--- START Supplied data ---

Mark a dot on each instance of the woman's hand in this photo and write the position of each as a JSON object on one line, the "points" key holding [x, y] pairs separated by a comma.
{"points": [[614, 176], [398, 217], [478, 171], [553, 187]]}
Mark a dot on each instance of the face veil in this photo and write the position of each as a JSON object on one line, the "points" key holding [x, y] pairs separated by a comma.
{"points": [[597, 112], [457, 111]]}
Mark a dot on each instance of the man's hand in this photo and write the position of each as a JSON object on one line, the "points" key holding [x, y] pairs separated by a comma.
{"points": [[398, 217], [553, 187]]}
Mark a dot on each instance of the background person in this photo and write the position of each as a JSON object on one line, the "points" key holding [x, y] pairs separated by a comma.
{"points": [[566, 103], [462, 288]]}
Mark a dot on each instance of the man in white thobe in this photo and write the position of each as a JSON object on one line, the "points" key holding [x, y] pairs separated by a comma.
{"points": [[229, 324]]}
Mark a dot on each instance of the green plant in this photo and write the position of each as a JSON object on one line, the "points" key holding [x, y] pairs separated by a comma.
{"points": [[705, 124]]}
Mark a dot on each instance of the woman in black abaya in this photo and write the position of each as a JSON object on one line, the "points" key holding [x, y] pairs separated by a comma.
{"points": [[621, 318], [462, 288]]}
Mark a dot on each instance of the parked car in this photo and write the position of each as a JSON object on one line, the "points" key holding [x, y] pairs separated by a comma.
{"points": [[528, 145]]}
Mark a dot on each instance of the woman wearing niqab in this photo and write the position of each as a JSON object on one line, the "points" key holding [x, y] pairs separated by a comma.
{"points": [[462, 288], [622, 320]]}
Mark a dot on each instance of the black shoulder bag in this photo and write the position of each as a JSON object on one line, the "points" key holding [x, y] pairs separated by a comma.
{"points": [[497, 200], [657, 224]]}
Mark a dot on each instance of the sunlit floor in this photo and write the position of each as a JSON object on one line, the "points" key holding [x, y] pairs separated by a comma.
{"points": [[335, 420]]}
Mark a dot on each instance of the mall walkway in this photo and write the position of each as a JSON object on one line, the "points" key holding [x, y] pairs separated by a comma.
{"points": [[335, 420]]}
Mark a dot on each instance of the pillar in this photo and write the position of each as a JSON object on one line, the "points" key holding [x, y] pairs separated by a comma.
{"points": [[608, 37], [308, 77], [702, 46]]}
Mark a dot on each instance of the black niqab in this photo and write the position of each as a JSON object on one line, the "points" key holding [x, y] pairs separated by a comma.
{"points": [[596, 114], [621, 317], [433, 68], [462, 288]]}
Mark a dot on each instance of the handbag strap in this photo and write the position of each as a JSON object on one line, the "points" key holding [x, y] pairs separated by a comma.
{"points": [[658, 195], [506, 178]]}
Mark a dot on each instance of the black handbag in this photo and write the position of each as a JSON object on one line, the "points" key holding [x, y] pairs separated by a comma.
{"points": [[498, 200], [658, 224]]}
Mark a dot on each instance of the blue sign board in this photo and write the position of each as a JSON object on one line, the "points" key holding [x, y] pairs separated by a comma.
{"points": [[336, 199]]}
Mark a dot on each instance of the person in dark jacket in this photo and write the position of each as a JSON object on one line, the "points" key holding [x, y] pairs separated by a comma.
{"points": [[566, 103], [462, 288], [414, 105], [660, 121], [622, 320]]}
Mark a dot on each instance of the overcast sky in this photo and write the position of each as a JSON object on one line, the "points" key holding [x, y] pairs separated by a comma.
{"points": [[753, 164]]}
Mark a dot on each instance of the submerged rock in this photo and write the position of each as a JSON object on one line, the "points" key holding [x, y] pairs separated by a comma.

--- END Supplied data ---

Required work: The full set of records should be duplicated exactly.

Solution for this problem:
Mark a dot on each instance of the woman's hand in this photo and write the position of each as a JSON object on one line, the "points" key holding [x, y] pairs separated by a comma.
{"points": [[614, 176], [398, 217], [478, 171], [553, 187]]}
Mark a dot on each instance of the face veil in this photo and write the position of each as a JSON object on one line, the "points" key holding [x, y] pairs separated by a comma.
{"points": [[597, 112], [457, 111]]}
Mark a dot on each instance of the man's hand in this photo and write the position of each as a JSON object on one line, the "points" key holding [x, y] pairs separated by a comma.
{"points": [[398, 217], [553, 187]]}
Mark a dot on each instance of the background person in this photo and write the position of each as a JSON object on one line, the "points" key holding [x, y] pairs separated by a comma.
{"points": [[566, 103], [462, 288]]}
Mark a dot on each instance of the man in white thobe in this photo and write the position of each as a JSON object on one line, the "points" key holding [x, y] pairs separated by a comma.
{"points": [[229, 324]]}
Mark a dot on each instance of the green plant in this photo and write the position of each as a JSON object on one line, the "points" key holding [x, y] pairs separated by a comma.
{"points": [[705, 124]]}
Mark a dot on each instance of the woman in black abaya in this photo and write the position of each as a JSON object on one line, the "points" key holding [x, y] pairs separated by a comma.
{"points": [[621, 318], [462, 288]]}
Mark a dot on each instance of the parked car in this photo and write the position of each as a JSON object on one line, the "points" key holding [x, y] pairs separated by a comma.
{"points": [[528, 145]]}
Mark a dot on each instance of the woman wearing niqab in this photo and write the position of each as a JSON object on one line, the "points" key holding [x, y] pairs separated by a comma.
{"points": [[462, 288], [622, 320]]}
Mark a dot on each instance of the black shoulder bag in this photo and write the position of each as a JSON object on one line, the "points" key holding [x, y] pairs separated by a comma.
{"points": [[497, 200], [657, 224]]}
Mark a dot on each instance of the sunlit floor in this photo and write the position of each as a JSON object on one line, the "points" key holding [x, y] pairs separated by a comma.
{"points": [[335, 420]]}
Mark a dot on each instance of the mall walkway in this photo and write the position of each as a JSON object on one line, the "points" key holding [x, y] pairs separated by a comma.
{"points": [[335, 420]]}
Mark a dot on each instance of the pillar in this photo and write the position of each as a JSON object on one line, the "points" key holding [x, y] pairs separated by a comma.
{"points": [[608, 37], [308, 77], [702, 46]]}
Mark a dot on each instance of the black niqab in this photo and write the position of each as a JSON object on one line, the "points" key holding [x, y] pairs separated by a comma.
{"points": [[596, 114], [621, 317], [433, 68], [462, 288]]}
Mark a dot on each instance of the handbag strap in this photo and write the position of each as a JSON object on one line, the "points" key holding [x, y] pairs separated by a comma.
{"points": [[658, 195], [506, 178]]}
Mark a dot on each instance of the black handbag in this photo and write the position of each as a JSON object on one line, the "points" key holding [x, y] pairs separated by a comma.
{"points": [[498, 200], [658, 224]]}
Mark a dot on each instance of the blue sign board in this photo and write the position of each as a JSON object on one line, the "points" key holding [x, y] pairs separated by a comma.
{"points": [[336, 199]]}
Mark a dot on each instance of the person in dark jacket in this photo and write the position of each as a JSON object on one line, the "points" key holding [x, y] pairs separated by a comma.
{"points": [[566, 103], [462, 288], [414, 105], [660, 121], [622, 320]]}
Mark a dot on each instance of the overcast sky in this photo and write the position of each as a JSON object on one line, the "points" key holding [x, y] pairs separated by a comma.
{"points": [[753, 164]]}
Mark a dot on each instance of the submerged rock in this photo and write the position of each as a JSON object on one line, the "points" key holding [x, y] pairs separated by a comma.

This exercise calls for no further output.